Repeat every record below exactly as written.

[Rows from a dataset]
[Begin]

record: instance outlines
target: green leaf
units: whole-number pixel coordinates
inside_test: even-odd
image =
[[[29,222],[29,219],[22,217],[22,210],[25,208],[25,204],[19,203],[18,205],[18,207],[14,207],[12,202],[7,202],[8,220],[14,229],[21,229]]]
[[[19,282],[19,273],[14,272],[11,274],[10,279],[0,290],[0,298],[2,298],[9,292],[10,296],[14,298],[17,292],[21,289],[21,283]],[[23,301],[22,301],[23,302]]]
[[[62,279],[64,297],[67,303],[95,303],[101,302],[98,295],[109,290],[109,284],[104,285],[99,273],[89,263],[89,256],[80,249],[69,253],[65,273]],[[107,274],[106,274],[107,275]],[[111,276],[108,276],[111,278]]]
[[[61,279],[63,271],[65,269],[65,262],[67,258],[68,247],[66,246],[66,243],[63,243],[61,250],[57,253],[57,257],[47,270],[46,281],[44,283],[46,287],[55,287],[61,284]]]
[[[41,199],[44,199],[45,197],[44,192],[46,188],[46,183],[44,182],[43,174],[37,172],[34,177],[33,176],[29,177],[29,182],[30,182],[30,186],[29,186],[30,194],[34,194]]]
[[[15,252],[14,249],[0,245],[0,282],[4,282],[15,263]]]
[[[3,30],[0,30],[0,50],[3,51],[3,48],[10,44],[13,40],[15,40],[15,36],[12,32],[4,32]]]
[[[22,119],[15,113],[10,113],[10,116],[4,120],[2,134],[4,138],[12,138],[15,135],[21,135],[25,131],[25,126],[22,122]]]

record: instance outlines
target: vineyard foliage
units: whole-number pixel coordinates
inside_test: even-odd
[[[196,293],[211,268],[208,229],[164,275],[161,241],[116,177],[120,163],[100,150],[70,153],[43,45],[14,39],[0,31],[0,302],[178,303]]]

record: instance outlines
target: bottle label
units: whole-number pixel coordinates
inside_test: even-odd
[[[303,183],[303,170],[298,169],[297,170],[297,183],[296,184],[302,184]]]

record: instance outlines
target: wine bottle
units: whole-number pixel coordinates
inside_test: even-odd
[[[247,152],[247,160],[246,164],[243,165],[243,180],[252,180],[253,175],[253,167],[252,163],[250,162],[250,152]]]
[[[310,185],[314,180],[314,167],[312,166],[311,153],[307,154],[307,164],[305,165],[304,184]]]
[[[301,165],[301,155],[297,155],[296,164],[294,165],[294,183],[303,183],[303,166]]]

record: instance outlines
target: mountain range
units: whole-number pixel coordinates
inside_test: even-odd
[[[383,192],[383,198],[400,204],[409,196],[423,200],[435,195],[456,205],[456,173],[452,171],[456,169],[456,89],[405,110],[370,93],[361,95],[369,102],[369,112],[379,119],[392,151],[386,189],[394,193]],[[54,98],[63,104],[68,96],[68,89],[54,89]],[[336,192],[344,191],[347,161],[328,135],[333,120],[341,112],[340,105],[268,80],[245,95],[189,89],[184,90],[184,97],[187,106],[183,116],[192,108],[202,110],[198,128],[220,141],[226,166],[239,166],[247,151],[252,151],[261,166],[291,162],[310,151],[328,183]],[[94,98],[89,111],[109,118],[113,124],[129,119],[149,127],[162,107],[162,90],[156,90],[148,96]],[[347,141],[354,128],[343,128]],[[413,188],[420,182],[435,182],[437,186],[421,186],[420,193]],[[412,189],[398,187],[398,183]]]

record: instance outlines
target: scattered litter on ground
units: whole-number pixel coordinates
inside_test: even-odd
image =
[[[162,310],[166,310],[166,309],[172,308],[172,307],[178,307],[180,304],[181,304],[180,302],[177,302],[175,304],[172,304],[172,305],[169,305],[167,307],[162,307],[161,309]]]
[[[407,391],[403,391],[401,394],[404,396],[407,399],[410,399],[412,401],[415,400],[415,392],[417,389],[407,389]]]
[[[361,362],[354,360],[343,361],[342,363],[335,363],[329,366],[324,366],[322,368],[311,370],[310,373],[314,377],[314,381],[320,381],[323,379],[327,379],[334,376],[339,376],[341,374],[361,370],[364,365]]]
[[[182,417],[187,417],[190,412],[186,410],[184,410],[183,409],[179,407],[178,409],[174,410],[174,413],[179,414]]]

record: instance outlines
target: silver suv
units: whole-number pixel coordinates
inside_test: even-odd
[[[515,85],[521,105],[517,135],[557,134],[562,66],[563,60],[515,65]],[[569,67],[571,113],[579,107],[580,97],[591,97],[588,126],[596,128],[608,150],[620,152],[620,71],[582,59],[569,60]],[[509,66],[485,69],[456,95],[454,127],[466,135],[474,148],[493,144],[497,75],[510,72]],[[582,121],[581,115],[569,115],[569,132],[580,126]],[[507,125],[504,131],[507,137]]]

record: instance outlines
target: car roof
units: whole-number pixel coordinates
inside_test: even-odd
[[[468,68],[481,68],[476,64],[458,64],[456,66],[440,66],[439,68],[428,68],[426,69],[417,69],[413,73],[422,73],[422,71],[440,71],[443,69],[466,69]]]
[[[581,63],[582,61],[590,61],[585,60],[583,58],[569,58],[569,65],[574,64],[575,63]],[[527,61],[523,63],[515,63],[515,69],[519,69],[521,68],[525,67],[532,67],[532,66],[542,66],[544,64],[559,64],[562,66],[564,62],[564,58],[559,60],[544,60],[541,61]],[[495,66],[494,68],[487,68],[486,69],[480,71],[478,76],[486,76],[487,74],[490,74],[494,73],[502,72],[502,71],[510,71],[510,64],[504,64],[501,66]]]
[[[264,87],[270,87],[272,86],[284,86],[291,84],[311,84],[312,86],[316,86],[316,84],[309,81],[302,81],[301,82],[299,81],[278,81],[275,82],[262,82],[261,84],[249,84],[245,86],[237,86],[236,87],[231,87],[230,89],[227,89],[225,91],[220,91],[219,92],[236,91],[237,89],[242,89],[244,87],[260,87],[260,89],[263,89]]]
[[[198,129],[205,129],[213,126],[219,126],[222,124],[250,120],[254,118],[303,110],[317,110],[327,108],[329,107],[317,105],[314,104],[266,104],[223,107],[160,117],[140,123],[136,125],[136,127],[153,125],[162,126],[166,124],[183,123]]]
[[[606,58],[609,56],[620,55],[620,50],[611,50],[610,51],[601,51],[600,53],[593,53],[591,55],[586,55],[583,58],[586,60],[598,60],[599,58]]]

[End]

Task output -
record: instance outlines
target: green leaf
units: whole-number pixel coordinates
inside_test: even-odd
image =
[[[29,222],[29,219],[22,217],[22,210],[25,208],[25,204],[19,203],[18,205],[18,207],[14,207],[12,202],[7,202],[8,220],[14,229],[21,229]]]
[[[19,282],[19,273],[14,272],[11,274],[10,279],[0,290],[0,298],[2,298],[9,292],[10,296],[14,298],[17,292],[21,289],[21,283]],[[23,301],[22,301],[23,302]]]
[[[62,279],[64,297],[67,303],[95,303],[101,302],[98,295],[109,290],[109,284],[104,285],[99,273],[89,263],[89,256],[80,249],[69,253],[65,273]],[[107,274],[106,274],[107,275]],[[111,276],[108,276],[111,278]]]
[[[61,279],[63,271],[65,269],[65,262],[67,258],[68,247],[66,246],[66,243],[63,243],[61,250],[57,253],[57,257],[47,270],[46,281],[44,283],[46,287],[55,287],[61,284]]]
[[[41,199],[44,199],[45,197],[44,192],[46,188],[46,183],[44,182],[43,174],[37,172],[34,177],[33,176],[29,177],[29,182],[30,182],[30,186],[29,186],[30,194],[34,194]]]
[[[15,252],[14,249],[0,245],[0,282],[4,282],[15,263]]]
[[[3,30],[0,30],[0,50],[3,51],[3,48],[10,44],[13,40],[15,40],[15,36],[12,32],[4,32]]]
[[[22,119],[15,113],[10,113],[10,116],[4,120],[2,134],[4,138],[12,138],[15,135],[21,135],[25,131],[25,126],[22,122]]]

record: instance outlines
target: vineyard foliage
units: whole-number pixel coordinates
inside_test: even-odd
[[[196,293],[211,268],[208,229],[164,275],[161,241],[116,177],[120,163],[100,150],[70,153],[43,45],[14,39],[0,31],[0,302],[178,303]]]

record: instance outlines
target: bottle label
units: whole-number pixel coordinates
inside_test: even-odd
[[[303,183],[303,170],[298,169],[297,170],[297,183],[296,184],[302,184]]]

record: instance outlines
target: wine bottle
units: whole-number pixel coordinates
inside_test: even-odd
[[[247,152],[247,160],[246,164],[243,165],[243,180],[252,180],[253,175],[253,167],[252,163],[250,162],[250,152]]]
[[[310,185],[314,180],[314,167],[312,166],[311,153],[307,154],[307,164],[305,165],[304,184]]]
[[[301,165],[301,155],[297,155],[296,164],[294,165],[294,183],[303,183],[303,166]]]

record: instance outlines
target: mountain range
units: whole-number pixel coordinates
inside_test: even-odd
[[[383,192],[383,198],[400,204],[409,196],[423,200],[435,195],[456,205],[456,173],[452,171],[456,169],[456,89],[405,110],[370,93],[361,95],[369,102],[369,112],[379,119],[392,151],[386,189],[394,193]],[[54,98],[63,104],[68,96],[68,89],[54,89]],[[336,192],[344,191],[347,161],[328,135],[333,120],[341,112],[340,105],[268,80],[245,95],[189,89],[184,90],[184,97],[187,106],[183,116],[192,108],[202,110],[198,128],[220,141],[226,166],[239,166],[247,151],[252,151],[261,166],[291,162],[310,151],[328,183]],[[94,98],[89,111],[109,118],[113,124],[129,119],[149,127],[162,107],[162,90],[156,90],[148,96]],[[347,141],[354,128],[343,128]],[[413,188],[420,182],[435,182],[437,186],[421,186],[420,193]],[[412,189],[398,187],[398,183]]]

record: instance outlines
target: scattered litter on ground
units: whole-number pixel coordinates
inside_test: even-odd
image =
[[[162,310],[166,310],[166,309],[172,308],[172,307],[178,307],[180,304],[181,304],[180,302],[177,302],[175,304],[172,304],[172,305],[169,305],[167,307],[162,307],[161,309]]]
[[[407,391],[403,391],[401,394],[404,396],[407,399],[410,399],[412,401],[415,400],[415,392],[417,389],[407,389]]]
[[[361,362],[354,360],[343,361],[342,363],[335,363],[329,366],[324,366],[322,368],[311,370],[310,373],[314,377],[314,381],[320,381],[323,379],[327,379],[334,376],[339,376],[341,374],[361,370],[364,365]]]
[[[182,417],[187,417],[190,412],[186,410],[184,410],[183,409],[179,407],[178,409],[174,410],[174,413],[179,414]]]

record: instance outlines
target: silver suv
units: whole-number pixel coordinates
inside_test: even-odd
[[[515,85],[521,105],[517,135],[557,134],[562,66],[563,60],[515,65]],[[569,67],[571,113],[579,107],[580,97],[591,97],[588,126],[596,128],[608,150],[620,152],[620,71],[582,59],[569,60]],[[509,66],[485,69],[456,95],[454,127],[466,135],[474,148],[493,144],[497,75],[510,72]],[[582,121],[581,115],[569,115],[569,132],[580,126]],[[507,125],[504,131],[507,137]]]

record: instance outlines
target: car roof
units: whole-number pixel coordinates
inside_test: even-odd
[[[468,68],[481,68],[476,64],[458,64],[456,66],[440,66],[439,68],[428,68],[426,69],[417,69],[413,73],[422,73],[422,71],[440,71],[443,69],[466,69]]]
[[[581,63],[582,61],[590,61],[585,60],[583,58],[569,58],[569,65],[574,64],[575,63]],[[527,61],[523,63],[515,63],[515,69],[519,69],[521,68],[525,67],[532,67],[532,66],[542,66],[544,64],[559,64],[562,66],[564,62],[564,58],[559,60],[544,60],[541,61]],[[495,66],[494,68],[487,68],[486,69],[480,71],[478,76],[486,76],[487,74],[490,74],[494,73],[502,72],[502,71],[510,71],[510,64],[504,64],[501,66]]]
[[[264,87],[270,87],[272,86],[284,86],[291,84],[311,84],[312,86],[316,86],[316,84],[309,81],[302,81],[301,82],[299,81],[278,81],[275,82],[262,82],[261,84],[249,84],[245,86],[237,86],[236,87],[231,87],[230,89],[227,89],[225,91],[220,91],[219,92],[236,91],[237,89],[242,89],[244,87],[260,87],[260,89],[263,89]]]
[[[198,129],[205,129],[213,126],[219,126],[222,124],[250,120],[254,118],[303,110],[317,110],[327,108],[329,107],[317,105],[314,104],[266,104],[223,107],[160,117],[140,123],[136,125],[136,127],[153,125],[162,126],[166,124],[183,123]]]
[[[606,58],[609,56],[620,55],[620,50],[611,50],[610,51],[601,51],[600,53],[593,53],[591,55],[586,55],[583,58],[586,60],[598,60],[599,58]]]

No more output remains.